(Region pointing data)
=== Section Start ===
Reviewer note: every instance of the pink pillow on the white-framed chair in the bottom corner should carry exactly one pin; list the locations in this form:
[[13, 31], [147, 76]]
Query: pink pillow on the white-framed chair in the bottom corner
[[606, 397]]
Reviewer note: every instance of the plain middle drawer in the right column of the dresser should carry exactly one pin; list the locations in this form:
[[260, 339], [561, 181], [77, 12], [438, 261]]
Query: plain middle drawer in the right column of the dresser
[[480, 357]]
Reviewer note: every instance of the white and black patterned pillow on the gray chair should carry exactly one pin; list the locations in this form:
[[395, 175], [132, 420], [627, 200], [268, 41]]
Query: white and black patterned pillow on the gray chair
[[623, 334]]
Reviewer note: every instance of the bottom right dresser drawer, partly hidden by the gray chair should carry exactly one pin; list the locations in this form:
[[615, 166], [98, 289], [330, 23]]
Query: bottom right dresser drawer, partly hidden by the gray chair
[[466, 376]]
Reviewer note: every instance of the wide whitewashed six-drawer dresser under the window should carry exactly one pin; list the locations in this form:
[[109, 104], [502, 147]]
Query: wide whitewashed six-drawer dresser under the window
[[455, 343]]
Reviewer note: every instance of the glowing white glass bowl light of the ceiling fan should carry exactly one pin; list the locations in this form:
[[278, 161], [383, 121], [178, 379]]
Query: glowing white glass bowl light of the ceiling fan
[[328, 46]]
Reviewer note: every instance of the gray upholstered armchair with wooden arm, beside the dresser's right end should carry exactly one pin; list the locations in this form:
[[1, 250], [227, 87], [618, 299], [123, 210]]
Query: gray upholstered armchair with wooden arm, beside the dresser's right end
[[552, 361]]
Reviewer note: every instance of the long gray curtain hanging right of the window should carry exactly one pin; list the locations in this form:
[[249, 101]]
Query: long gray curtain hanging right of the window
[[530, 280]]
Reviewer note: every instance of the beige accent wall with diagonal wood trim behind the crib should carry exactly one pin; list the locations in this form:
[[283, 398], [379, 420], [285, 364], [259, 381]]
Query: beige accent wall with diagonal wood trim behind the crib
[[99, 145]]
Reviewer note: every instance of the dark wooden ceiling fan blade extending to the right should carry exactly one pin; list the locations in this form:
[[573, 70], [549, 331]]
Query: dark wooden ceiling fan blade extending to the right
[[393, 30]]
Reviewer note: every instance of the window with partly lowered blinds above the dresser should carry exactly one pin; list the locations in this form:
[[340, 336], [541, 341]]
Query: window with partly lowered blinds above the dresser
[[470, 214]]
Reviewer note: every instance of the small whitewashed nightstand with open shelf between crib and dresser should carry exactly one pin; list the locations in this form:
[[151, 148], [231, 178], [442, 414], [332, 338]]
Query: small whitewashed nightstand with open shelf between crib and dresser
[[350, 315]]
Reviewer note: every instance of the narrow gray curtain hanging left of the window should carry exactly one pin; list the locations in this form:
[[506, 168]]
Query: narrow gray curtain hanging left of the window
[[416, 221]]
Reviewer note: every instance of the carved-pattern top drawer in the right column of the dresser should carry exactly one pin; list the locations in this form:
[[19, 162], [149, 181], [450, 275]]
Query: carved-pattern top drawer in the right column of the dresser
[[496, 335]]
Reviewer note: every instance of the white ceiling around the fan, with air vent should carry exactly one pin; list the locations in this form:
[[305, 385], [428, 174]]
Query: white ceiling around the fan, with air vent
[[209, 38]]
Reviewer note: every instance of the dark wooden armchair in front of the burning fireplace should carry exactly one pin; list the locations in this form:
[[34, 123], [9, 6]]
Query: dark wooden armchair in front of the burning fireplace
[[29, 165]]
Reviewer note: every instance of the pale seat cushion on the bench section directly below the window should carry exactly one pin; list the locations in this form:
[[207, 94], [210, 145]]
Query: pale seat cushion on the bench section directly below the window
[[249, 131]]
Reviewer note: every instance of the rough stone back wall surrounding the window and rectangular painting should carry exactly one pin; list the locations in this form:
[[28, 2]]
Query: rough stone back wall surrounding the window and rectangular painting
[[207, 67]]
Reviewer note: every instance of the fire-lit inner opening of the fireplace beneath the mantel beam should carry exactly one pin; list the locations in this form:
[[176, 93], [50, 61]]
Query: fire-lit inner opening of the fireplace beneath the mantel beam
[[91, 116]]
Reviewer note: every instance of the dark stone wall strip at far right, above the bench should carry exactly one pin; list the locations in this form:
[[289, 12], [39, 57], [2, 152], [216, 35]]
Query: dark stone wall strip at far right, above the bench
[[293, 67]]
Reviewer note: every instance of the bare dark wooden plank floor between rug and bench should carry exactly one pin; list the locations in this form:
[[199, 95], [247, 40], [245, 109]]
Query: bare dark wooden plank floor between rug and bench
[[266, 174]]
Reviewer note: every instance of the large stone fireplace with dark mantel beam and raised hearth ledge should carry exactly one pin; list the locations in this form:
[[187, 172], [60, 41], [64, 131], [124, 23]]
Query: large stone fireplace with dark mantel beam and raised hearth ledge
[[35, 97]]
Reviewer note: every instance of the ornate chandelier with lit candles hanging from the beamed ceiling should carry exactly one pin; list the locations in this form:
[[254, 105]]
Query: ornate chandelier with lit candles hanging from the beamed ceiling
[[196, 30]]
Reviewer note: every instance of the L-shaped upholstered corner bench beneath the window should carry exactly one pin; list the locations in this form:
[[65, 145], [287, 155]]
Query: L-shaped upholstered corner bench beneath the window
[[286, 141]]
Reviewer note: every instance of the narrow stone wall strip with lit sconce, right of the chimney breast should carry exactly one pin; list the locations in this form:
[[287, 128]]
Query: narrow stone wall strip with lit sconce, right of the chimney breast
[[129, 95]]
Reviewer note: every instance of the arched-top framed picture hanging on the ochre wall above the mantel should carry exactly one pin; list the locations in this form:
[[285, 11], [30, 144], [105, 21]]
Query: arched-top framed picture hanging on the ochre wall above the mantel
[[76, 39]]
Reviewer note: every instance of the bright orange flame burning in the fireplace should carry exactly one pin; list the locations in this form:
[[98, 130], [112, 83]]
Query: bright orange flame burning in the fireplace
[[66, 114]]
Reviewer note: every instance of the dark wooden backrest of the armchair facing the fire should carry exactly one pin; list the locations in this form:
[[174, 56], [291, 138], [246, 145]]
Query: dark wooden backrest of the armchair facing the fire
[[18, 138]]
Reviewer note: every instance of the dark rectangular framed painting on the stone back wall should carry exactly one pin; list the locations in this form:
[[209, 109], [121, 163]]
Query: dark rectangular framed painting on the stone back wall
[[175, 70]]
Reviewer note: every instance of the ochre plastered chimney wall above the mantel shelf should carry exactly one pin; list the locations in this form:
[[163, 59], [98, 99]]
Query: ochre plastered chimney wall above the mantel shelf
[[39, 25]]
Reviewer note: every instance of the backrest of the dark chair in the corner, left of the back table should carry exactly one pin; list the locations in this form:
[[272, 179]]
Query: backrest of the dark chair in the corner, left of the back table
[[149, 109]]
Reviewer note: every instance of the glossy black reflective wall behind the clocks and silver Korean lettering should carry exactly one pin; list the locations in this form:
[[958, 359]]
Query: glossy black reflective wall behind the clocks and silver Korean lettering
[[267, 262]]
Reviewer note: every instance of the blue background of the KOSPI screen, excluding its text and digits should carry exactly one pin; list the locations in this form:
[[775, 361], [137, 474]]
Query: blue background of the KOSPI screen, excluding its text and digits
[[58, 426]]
=== Section End ===
Transcribe each line of the data above, unaltered, from the one where "Reviewer note: every instance of the rough" appears to the one where "[[287, 128]]" appears, inclusive of both.

## TASK ANSWER
Reviewer note: every instance of the rough stone back wall surrounding the window and rectangular painting should carry exactly one pin; list the locations in this form:
[[28, 2]]
Query: rough stone back wall surrounding the window and rectangular painting
[[207, 67]]
Reviewer note: every instance of the fire-lit inner opening of the fireplace beneath the mantel beam should carry exactly one pin; list the locations in this form:
[[176, 93], [50, 61]]
Query: fire-lit inner opening of the fireplace beneath the mantel beam
[[91, 116]]
Reviewer note: every instance of the dark stone wall strip at far right, above the bench should carry exactly one pin; list the locations in this form:
[[289, 12], [39, 57], [2, 152], [216, 35]]
Query: dark stone wall strip at far right, above the bench
[[293, 67]]
Reviewer note: every instance of the bare dark wooden plank floor between rug and bench should carry exactly one pin; list the locations in this form:
[[199, 95], [247, 40], [245, 109]]
Query: bare dark wooden plank floor between rug and bench
[[266, 174]]
Reviewer note: every instance of the large stone fireplace with dark mantel beam and raised hearth ledge should carry exactly one pin; list the locations in this form:
[[187, 172], [60, 41], [64, 131], [124, 23]]
Query: large stone fireplace with dark mantel beam and raised hearth ledge
[[35, 97]]
Reviewer note: every instance of the ornate chandelier with lit candles hanging from the beamed ceiling should carry exactly one pin; list the locations in this form:
[[254, 105]]
Query: ornate chandelier with lit candles hanging from the beamed ceiling
[[196, 30]]
Reviewer note: every instance of the L-shaped upholstered corner bench beneath the window should carry exactly one pin; list the locations in this form:
[[65, 145], [287, 155]]
Query: L-shaped upholstered corner bench beneath the window
[[286, 141]]
Reviewer note: every instance of the narrow stone wall strip with lit sconce, right of the chimney breast should carry exactly one pin; list the locations in this form:
[[287, 128]]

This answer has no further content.